(Object position labeling entries)
* * * * *

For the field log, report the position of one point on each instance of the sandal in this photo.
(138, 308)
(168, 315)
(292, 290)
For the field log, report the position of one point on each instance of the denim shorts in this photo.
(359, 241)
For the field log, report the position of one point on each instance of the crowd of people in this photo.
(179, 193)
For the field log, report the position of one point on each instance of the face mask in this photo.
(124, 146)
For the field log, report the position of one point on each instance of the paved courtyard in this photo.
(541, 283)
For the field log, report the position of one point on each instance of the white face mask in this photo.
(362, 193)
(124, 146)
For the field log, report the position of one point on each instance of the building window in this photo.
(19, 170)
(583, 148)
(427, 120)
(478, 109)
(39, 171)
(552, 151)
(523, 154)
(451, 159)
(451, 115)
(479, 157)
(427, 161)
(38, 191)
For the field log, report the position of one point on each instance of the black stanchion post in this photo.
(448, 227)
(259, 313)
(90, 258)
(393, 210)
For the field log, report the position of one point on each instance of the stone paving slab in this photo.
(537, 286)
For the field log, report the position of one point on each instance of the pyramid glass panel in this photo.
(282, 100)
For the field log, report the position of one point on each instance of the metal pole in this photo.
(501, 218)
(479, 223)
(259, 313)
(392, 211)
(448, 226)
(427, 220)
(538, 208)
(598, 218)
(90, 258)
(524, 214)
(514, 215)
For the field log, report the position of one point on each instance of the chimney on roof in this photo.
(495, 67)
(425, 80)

* * * * *

WHAT TO PRODUCE —
Render the lines above as a CSV with the columns "text" and "answer": one row for each line that asks for a position, with its wording under "text" and all the points that follow it under "answer". Put each field in quotes and replace line breaks with spaces.

THE RESPONSE —
text,answer
"For the field log, report the position of one point on each instance of the sandal in this photo.","(138, 308) (168, 315) (292, 290)"
"For the field log, report the position of one point on each instance of the denim shorts in this photo.","(359, 241)"
"For the field log, report the position of one point on each instance of the crowd of people in this photo.","(179, 193)"
"For the field log, report the position of one point on each instance of the face mask in this photo.","(124, 146)"
"For the field log, report the position of one point on each instance of the paved courtyard in this photo.","(541, 283)"
"For the field log, report the position of one point on each instance of the white face mask in this photo.","(362, 193) (124, 146)"
"For the field log, report the position of one point on each instance of the building window in this photo.","(19, 170) (583, 148) (427, 120) (478, 109) (39, 171) (552, 151) (523, 154) (451, 159) (451, 115) (479, 157) (427, 161) (38, 191)"
"For the field log, report the position of one point on each instance of the black stanchion post in this photo.","(448, 227) (259, 313) (90, 258) (393, 210)"
"For the field log, report the position of one point on each instance of the stone paving slab in this photo.","(537, 286)"
"For the field log, report the position of one point on each instance of the pyramid glass panel in this photo.","(282, 100)"
"For the field log, report the position of one point on each instance of the metal pole in this photo.","(501, 218) (479, 223) (259, 313) (392, 211) (448, 226) (427, 220) (538, 208) (598, 218) (90, 258) (524, 214) (514, 215)"
"For the field log, report the position of one point on each instance of the chimney on roof in this photo.","(495, 67) (425, 80)"